__Görev Listesi__:
a) Dileklerin gerçekleşmesi üzerine yazıdaki "DİLEKLERİMİZ NASIL GERÇEKLEŞİR?" ifadesinden "isteğiniz oldu mu?" ifadesine kadar olan bölümü kelimesi kelimesine yazın.
b) Dileklerin nasıl gerçekleştiğine dair yazıyı son cümlesinden sonra devam ettirin.

Varoluş Dergisi

DİLEKLERİMİZ NASIL GERÇEKLEŞİR?

Bugün kahvaltı yaptınız mı? Hazırlarken nasıldınız? Buzdolabını açarken, çayı demlerken veya
domatesi dilimlerken içinizde bir hırs, çaba olmalı tarzı bir şartlanma veya şehvet gibi aşırı istek
var mıydı? Tahminimce yoktur. Sıradan, rutin, çabasız bir eylem olsa gerek.

Peki hiç çok arzu ettiğiniz, çok çabaladığınız, aklınızı sürekli meşgul eden bir isteğiniz oldu mu?
Aman inşallah olsun diye dualar edilen bir durum, mesela bir ev, araba veya evlilik. Çevremde
kendim dahil bir çok kişide gözlemlediğim kadarıyla sizlerde de vardır diye düşünüyorum.

Peki şimdiki sorum da şu? Olana kadar yanıp bittiğiniz şey/eylem/durum olduktan sonra ne oldu?
Olduğu an ne hissettiniz, ama daha da önemlisi şu an o şeyle ilgili ne hissediyorsunuz. Olsun diye
dualar ettiğiniz şey şu an sizde mevcutken onun varlığı için şükrediyor musunuz? Buna da
cevap hayırdır genellikle. İstekler olunca varlığına alışıyor insan değil mi, durum doğallaşıyor,
sıradanlaşıyor, hatta şikayete bile başlanıyor…

İnsan neden bir şeyler ister peki düşündünüz mü? Kişisel olarak cevaplar değişebilir, arabam olunca
daha çok gezeceğim, evim olunca kira ödemeyeceğim, işe girince evleneceğim tarzı cevaplar vardır
ama ne istersek isteyelim tüm isteklerin temelinde yatan tek cevap, zihnin bir “ohhh” çekmesi,
“şimdi tamım, tamamım” demesi ve çabayı bırakıp hayatı artık hayatı yaşayabilirim diye düşünmesi
ve özgür kalmasıdır. Rahat olmaktır.

__Öğelerden Alıntılar__:
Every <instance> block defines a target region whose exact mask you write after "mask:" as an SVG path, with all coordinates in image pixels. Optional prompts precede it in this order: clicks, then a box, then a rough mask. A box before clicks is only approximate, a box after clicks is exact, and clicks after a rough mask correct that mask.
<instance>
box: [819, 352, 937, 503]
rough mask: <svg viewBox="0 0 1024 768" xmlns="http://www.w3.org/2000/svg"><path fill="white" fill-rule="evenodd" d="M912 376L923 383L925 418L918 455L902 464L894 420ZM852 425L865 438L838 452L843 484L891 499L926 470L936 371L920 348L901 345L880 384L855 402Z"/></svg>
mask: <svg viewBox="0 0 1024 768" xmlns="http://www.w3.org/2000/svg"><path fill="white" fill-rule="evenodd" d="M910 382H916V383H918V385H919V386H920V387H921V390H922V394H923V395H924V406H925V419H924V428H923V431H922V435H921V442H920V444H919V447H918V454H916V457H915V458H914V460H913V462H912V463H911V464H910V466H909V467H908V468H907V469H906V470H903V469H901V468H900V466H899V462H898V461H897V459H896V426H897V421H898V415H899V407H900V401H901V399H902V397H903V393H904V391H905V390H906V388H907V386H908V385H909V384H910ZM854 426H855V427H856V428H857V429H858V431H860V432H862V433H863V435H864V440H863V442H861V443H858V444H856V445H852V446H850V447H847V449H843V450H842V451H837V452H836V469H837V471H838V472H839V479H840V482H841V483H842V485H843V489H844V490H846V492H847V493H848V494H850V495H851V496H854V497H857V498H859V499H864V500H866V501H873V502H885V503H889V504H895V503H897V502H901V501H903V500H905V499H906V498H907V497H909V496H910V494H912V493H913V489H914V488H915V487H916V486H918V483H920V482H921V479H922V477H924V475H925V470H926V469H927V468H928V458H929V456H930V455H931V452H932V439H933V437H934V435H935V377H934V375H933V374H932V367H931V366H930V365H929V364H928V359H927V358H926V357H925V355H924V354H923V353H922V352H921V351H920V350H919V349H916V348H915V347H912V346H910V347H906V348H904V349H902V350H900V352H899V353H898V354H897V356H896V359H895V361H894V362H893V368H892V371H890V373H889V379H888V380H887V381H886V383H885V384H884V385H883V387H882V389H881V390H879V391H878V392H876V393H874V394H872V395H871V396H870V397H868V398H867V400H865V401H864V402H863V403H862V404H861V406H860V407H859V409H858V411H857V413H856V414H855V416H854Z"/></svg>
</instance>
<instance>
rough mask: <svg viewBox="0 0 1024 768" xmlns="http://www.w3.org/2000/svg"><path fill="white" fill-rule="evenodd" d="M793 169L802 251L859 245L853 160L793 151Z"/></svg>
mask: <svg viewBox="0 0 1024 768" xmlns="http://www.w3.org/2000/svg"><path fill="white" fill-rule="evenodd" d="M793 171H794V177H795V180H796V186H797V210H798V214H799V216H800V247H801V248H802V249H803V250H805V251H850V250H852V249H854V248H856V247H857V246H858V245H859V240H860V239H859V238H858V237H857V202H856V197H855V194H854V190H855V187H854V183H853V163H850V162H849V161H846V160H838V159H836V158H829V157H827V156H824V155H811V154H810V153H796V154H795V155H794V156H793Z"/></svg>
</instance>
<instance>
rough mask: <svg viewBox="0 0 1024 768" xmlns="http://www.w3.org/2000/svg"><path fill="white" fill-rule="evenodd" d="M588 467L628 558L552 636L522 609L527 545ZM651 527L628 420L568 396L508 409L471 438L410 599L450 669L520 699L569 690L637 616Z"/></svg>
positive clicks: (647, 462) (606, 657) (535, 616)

__Görev Yanıtları__:
a)
DİLEKLERİMİZ NASIL GERÇEKLEŞİR?

Bugün kahvaltı yaptınız mı? Hazırlarken nasıldınız? Buzdolabını açarken, çayı demlerken veya
domatesi dilimlerken içinizde bir hırs, çaba olmalı tarzı bir şartlanma veya şehvet gibi aşırı istek
var mıydı? Tahminimce yoktur. Sıradan, rutin, çabasız bir eylem olsa gerek.

Peki hiç çok arzu ettiğiniz, çok çabaladığınız, aklınızı sürekli meşgul eden bir isteğiniz oldu mu?

b)
Zihin istek, arzu içerisindeyken bizler yokluk bilincindeyizdir. Saf bilinçten kaymıştır dengemiz.
Dolayısı ile istediğimiz şeyin sadece iyi yönlerini görürüz. Açlıktan, arzudan dolayı isteklerin
olumsuz yönlerini, zorluklarını göremeyiz. İsteklerin sadece iyi yanlarına odaklanınca saf bilinçten,
dengeden, objektiflikten uzaklaşılır ve isteğin bizim için çok iyi/güzel olduğunu sanırız. Ama
gerçek öyle değildir. Gerçek o isteğin hem iyi hem kötü yönlerini birlikte görebilmek, kötü
yönlerine/zorluklarına rağmen onu istemek/seçmektir. Saf bilinçten bir şeyi isterken zihin
dengededir. Oluş aşamasında, yaratma sırasında çaba yoktur. Varlık bilinci hakimdir. Olanı olduğu
gibi gören zihin o an olanı işler, varlıkta eyleme geçer ve akabinde bir sonuç meydana gelir.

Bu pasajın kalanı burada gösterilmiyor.